## EXERCISE DETAILS
Recast all of the records below as a two-column CSV with the header instruction,coordinates, one row per record. Put each record's text and its answer in their own quoted fields, turn line breaks into spaces, and leave out the pictures.

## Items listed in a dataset

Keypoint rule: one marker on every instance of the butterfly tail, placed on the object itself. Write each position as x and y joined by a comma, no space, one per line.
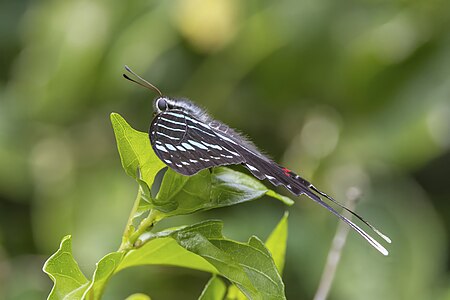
279,175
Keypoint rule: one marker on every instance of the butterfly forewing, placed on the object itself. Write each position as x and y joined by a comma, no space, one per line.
187,145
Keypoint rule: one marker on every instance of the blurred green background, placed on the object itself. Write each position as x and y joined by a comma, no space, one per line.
347,93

## RESPONSE BELOW
instruction,coordinates
"Keypoint rule: one marker on every instance of the butterfly tail, placed on the object itself. Write each position as x and y joined by a comma, no space, one per line.","279,175"
"Keypoint rule: one marker on every instance of the butterfly forewing, placed on the object itself. Write each position as x and y joined by a comma, no space, one per line.","187,145"
"Keypoint rule: one marker on every instance of the blurred green background, placed on the object itself. Write each position as x and y joined by a comma, no space, one per line.","347,93"